Dati forniti:

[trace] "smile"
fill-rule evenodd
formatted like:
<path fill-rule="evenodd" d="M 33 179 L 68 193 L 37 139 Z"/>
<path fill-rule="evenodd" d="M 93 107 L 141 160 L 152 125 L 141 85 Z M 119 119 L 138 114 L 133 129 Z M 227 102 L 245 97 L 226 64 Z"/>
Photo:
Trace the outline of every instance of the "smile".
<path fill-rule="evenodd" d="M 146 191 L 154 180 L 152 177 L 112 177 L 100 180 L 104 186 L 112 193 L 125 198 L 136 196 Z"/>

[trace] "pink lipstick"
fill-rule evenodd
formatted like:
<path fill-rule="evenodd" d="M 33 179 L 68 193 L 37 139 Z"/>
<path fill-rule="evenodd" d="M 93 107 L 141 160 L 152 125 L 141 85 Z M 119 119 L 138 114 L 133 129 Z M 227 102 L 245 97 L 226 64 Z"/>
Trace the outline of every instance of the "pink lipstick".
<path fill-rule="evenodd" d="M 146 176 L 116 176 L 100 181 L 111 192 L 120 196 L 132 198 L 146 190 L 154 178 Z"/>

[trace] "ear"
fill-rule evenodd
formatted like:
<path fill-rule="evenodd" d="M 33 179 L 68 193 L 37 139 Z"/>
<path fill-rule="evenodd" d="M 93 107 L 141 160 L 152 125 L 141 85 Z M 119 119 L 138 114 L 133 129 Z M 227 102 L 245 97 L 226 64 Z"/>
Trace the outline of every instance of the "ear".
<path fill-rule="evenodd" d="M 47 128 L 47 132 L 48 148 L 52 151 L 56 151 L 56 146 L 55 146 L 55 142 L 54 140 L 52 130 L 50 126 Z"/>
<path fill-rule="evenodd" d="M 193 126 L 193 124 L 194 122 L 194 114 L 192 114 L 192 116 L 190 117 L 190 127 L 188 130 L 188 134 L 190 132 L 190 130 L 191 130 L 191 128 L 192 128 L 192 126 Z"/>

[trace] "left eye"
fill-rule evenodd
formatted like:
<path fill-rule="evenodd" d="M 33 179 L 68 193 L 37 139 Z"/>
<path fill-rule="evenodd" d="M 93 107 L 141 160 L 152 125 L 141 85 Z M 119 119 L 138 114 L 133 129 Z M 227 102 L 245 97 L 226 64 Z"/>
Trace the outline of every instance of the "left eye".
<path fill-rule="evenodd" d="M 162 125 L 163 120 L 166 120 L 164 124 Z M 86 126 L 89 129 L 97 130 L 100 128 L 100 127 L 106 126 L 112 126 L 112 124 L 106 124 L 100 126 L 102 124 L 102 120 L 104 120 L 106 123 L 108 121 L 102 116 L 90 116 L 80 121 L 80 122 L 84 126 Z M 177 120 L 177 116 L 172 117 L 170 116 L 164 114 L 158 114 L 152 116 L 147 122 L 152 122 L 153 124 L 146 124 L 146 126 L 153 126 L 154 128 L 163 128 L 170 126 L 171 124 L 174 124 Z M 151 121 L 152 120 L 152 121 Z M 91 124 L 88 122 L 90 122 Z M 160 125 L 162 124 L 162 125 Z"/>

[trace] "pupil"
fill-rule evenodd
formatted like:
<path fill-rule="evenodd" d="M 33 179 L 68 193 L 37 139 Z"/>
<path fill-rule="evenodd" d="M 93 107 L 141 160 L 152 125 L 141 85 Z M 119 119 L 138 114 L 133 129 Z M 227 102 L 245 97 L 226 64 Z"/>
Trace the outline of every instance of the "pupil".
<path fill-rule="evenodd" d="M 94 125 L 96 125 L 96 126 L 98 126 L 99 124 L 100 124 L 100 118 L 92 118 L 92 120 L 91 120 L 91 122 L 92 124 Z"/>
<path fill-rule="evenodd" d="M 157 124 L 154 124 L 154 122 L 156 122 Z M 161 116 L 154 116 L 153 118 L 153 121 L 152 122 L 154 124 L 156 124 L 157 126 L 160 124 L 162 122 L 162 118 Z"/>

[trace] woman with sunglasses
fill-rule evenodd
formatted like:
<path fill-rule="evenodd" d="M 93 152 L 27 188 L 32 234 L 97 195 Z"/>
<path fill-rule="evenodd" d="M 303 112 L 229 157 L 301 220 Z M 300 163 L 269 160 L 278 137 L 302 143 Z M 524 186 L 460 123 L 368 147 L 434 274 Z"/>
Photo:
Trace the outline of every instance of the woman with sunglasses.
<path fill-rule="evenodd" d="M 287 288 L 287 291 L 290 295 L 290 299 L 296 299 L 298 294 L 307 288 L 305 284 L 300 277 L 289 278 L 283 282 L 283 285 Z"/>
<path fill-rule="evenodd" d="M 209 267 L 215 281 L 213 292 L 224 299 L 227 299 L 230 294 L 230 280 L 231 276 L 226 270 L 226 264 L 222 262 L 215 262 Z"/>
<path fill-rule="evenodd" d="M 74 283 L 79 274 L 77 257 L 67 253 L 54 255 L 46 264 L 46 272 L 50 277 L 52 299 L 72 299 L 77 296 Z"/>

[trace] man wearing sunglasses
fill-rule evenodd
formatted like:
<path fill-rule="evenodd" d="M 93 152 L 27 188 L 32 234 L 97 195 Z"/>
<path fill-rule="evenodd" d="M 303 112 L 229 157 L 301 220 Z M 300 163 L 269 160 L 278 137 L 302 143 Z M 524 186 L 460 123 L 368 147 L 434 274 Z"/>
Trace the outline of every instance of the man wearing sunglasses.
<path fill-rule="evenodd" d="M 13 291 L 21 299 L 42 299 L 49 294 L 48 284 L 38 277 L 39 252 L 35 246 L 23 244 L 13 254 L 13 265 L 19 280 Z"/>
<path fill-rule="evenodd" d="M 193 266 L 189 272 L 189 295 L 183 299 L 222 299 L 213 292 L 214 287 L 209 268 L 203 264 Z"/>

Problema da risolvere: Ridimensiona, per favore, la parte dei record che va dall'inizio fino alla riga contenente "146 191 L 154", estremi inclusi: riscrivi tutte le righe senza tralasciarne nessuna, moltiplicando per 0,2 soltanto le coordinate dei poligoni nelle risposte e arrotondandole all'intero, con le metà per eccesso. Lascia invariati i numeri dei modelli di formato e riporta solo queste righe.

In risposta:
[trace] "smile"
fill-rule evenodd
formatted like:
<path fill-rule="evenodd" d="M 33 179 L 68 193 L 37 139 Z"/>
<path fill-rule="evenodd" d="M 93 107 L 141 160 L 152 125 L 141 85 Z M 119 119 L 138 114 L 133 129 Z M 227 102 L 245 97 L 226 64 Z"/>
Photo:
Trace the outline of every instance of the "smile".
<path fill-rule="evenodd" d="M 29 38 L 31 36 L 30 35 L 22 35 L 20 36 L 21 37 L 22 39 L 25 40 L 27 39 Z"/>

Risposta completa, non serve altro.